_SELECTED PASSAGE_
Separating the influences of diagenesis, productivity and anthropogenic nitrogen deposition on sedimentary δ15N variations

Abstract

The stable isotopic composition of nitrogen (δ15N) in organic lake sediments is frequently used to infer changes in the source or cycling of N prior to sedimentation. However, diagenetic processes that occur after sedimentation can systematically alter the primary isotopic signal recorded in sedimentary organic matter and must be accounted for in order to detect changes in the δ15N of nitrogen inputs to the sediment surface. Here we present a null model that estimates the diagenetic effect on sedimentary lake δ15N records. The model was tested using lake sediment cores from relatively pristine alpine lakes in the Wind River and Teton Ranges of Wyoming, USA. Model-inferred increases in productivity were tested against independent productivity proxies (diatom accumulation rates and the planktonic to benthic ratio), and inferred changes in anthropogenic nitrogen contribution were validated with records of atmospheric nitrogen deposition from the nearby Fremont Glacier, Wyoming. Diagenetic overprinting significantly altered sediment δ15N profiles, and the degree of alteration was not constant through time. Of the cores analyzed, ∼30–70% of the variability can be explained by diagenesis alone, with the remainder explained by either a change in productivity or a change in the isotopic composition of the source material. Our null model of isotopic fractionation proved to be successful at separating the diagenetic overprinting from other causes of isotopic shifts, thereby providing environmental scientists with an analytical tool to partition the effects of diagenesis and environmental change on sedimentary δ15N values.

_RECORDED INFORMATION_
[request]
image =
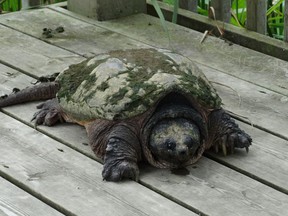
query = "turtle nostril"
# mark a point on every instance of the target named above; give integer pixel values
(182, 152)
(170, 145)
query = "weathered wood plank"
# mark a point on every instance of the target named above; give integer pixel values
(107, 9)
(263, 70)
(200, 183)
(218, 190)
(256, 105)
(16, 202)
(259, 116)
(256, 16)
(190, 5)
(76, 137)
(222, 9)
(69, 179)
(34, 56)
(286, 21)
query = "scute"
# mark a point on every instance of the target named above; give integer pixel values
(126, 83)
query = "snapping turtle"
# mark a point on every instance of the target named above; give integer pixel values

_YOUR GOAL_
Decide whether each statement agrees with the abstract on sedimentary δ15N above. Answer yes or no for each and quote the words from the abstract that decide it. (a) The model was tested on sediment cores from alpine lakes in the Wind River and Teton Ranges. (b) The degree of diagenetic alteration stayed constant through time. (c) Diatom accumulation rates served as an independent check on model-inferred increases in productivity.

_REPLY TO THE EXERCISE_
(a) Yes: "The model was tested using lake sediment cores from relatively pristine alpine lakes in the Wind River and Teton Ranges of Wyoming, USA."
(b) No: "the degree of alteration was not constant through time."
(c) Yes: "Model-inferred increases in productivity were tested against independent productivity proxies (diatom accumulation rates and the planktonic to benthic ratio)"